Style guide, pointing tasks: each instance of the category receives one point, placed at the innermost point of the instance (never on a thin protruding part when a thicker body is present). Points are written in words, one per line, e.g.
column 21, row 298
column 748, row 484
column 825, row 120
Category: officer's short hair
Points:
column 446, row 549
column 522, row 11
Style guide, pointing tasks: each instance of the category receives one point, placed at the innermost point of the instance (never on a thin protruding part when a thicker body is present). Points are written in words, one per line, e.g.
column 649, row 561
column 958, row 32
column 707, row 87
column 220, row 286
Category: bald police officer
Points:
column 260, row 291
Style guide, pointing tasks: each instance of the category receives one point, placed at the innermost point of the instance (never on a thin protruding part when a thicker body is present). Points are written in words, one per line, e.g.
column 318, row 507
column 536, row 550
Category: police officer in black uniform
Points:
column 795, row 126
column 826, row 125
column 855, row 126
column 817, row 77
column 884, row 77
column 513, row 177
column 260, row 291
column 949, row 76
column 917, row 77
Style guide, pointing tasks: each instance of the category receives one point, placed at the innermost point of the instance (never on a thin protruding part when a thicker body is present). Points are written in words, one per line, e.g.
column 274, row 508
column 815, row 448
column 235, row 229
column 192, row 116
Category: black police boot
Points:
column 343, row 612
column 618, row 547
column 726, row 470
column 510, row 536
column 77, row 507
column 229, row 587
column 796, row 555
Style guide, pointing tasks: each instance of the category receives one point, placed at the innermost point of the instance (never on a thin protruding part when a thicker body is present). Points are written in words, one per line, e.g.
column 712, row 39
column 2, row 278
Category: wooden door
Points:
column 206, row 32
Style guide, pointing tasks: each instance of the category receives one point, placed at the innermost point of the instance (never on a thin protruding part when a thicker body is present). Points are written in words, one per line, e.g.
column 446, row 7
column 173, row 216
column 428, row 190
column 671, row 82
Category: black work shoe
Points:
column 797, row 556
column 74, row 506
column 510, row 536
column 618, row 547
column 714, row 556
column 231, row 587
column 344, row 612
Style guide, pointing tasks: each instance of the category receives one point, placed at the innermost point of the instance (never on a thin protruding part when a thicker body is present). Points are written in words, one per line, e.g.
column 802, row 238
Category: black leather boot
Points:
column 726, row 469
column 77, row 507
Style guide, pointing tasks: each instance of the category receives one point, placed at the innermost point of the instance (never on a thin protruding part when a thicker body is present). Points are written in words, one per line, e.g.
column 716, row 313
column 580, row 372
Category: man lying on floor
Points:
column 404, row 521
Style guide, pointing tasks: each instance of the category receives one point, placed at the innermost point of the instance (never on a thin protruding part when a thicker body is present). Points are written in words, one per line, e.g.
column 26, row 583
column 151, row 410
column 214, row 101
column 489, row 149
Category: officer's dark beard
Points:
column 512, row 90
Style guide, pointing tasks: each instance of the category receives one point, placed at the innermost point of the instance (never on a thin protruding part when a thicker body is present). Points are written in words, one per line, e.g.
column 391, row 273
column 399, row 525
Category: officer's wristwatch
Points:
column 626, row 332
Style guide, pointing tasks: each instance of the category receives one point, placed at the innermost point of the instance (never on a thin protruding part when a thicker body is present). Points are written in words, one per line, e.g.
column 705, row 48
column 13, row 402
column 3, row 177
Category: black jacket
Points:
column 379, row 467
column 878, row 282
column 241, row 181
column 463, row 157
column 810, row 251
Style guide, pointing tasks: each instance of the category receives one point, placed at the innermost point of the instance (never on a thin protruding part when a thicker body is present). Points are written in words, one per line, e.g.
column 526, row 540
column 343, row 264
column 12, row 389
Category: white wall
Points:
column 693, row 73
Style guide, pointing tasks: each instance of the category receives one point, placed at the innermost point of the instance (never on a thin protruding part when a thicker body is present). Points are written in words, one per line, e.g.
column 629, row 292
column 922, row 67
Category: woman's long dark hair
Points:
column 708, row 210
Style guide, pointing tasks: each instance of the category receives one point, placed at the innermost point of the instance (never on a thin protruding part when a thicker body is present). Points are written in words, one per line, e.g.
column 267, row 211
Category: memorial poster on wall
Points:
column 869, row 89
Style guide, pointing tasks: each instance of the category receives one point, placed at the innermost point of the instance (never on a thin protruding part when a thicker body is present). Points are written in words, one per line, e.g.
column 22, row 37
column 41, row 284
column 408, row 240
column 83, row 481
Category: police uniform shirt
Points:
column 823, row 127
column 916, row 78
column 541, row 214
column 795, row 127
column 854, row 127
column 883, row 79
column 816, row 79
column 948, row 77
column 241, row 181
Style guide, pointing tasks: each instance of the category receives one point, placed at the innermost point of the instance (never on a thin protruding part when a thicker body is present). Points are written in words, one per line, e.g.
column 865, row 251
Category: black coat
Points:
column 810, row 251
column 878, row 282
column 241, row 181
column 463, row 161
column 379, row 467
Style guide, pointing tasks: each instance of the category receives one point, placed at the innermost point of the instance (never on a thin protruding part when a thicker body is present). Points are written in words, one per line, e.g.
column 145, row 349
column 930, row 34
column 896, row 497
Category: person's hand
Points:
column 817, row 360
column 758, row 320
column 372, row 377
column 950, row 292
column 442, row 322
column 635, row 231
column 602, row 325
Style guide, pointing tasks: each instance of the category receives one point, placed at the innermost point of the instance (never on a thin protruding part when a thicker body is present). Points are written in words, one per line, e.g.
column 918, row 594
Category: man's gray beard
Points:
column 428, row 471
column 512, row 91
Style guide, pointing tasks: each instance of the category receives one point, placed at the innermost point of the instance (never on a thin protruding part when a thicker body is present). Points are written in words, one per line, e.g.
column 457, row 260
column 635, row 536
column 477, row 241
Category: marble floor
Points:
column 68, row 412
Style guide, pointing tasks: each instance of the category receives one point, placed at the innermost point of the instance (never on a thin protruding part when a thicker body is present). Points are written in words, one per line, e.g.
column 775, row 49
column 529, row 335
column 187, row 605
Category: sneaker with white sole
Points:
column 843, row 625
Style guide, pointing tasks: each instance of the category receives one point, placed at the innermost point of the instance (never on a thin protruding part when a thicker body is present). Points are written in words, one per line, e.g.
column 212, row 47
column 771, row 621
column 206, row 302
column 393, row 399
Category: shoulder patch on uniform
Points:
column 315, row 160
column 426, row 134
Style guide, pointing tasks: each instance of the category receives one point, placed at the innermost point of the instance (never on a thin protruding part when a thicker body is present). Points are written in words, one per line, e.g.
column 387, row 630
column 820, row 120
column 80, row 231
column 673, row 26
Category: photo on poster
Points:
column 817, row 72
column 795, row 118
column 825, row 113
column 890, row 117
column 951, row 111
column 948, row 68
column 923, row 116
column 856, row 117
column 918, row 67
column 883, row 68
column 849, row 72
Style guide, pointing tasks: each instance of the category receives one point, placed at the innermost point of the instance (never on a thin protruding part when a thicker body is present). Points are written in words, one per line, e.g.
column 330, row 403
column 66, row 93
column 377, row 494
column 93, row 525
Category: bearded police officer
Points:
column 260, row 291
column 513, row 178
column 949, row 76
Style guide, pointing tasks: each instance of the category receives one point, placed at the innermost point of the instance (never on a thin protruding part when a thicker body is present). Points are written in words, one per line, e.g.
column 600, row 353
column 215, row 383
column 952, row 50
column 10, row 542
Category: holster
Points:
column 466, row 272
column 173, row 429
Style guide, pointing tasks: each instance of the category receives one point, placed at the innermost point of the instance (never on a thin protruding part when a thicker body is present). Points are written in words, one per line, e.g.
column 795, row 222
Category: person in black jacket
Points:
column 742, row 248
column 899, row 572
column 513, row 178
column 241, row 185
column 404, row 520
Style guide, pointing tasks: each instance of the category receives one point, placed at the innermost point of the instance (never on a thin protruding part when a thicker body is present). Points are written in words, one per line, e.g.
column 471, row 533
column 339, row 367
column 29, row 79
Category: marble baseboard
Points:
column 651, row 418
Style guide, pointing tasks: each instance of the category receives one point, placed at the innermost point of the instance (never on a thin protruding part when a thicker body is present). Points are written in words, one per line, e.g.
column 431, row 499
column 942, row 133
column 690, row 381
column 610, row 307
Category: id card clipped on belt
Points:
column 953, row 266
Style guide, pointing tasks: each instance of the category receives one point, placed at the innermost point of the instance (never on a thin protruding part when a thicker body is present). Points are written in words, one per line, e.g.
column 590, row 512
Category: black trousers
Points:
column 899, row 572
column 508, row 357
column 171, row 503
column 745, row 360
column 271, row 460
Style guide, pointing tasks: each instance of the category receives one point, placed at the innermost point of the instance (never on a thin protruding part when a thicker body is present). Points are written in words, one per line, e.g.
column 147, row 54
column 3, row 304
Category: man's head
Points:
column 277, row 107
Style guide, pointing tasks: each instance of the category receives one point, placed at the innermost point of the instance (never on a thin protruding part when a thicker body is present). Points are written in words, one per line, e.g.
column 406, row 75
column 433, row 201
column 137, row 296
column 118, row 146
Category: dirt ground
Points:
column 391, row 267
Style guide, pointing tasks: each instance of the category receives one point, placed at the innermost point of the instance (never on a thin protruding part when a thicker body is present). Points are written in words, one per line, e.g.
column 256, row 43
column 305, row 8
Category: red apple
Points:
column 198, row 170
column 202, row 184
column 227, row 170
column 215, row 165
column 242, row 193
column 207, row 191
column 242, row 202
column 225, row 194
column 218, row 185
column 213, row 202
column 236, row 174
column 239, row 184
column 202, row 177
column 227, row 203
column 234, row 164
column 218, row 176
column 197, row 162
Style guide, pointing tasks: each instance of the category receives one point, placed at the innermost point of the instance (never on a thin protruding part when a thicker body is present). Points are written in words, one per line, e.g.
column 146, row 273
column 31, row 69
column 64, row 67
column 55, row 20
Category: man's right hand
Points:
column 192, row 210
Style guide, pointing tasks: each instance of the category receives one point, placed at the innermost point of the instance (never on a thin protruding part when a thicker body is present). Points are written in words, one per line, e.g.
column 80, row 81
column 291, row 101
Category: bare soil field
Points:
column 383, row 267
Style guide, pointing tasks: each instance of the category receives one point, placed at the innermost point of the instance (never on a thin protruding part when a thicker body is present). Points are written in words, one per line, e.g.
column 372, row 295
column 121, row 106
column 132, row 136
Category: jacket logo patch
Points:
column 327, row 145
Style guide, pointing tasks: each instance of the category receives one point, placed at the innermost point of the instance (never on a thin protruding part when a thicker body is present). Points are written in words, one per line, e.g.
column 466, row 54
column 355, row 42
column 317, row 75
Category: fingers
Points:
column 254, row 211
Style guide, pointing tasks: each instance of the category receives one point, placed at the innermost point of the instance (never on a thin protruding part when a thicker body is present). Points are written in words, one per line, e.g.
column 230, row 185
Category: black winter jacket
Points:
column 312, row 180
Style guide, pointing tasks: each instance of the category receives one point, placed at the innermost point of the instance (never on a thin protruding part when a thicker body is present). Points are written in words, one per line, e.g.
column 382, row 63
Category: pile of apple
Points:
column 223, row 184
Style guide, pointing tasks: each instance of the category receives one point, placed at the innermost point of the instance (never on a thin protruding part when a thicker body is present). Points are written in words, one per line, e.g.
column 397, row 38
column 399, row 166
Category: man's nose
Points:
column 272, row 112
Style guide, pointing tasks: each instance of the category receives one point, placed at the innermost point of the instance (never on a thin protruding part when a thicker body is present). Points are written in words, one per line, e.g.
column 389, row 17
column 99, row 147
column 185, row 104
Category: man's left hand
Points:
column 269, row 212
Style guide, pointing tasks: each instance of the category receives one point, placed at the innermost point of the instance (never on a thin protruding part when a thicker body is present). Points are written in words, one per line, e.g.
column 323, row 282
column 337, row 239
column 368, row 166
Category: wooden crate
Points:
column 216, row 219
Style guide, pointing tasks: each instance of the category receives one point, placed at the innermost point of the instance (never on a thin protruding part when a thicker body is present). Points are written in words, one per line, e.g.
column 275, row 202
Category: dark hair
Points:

### EXERCISE OBJECTIVE
The expected answer is a copy of every line in the entries that holds the word "uniform".

### TASK RESULT
Category: police officer in black uniform
Category: police uniform shirt
Category: shoulder patch on uniform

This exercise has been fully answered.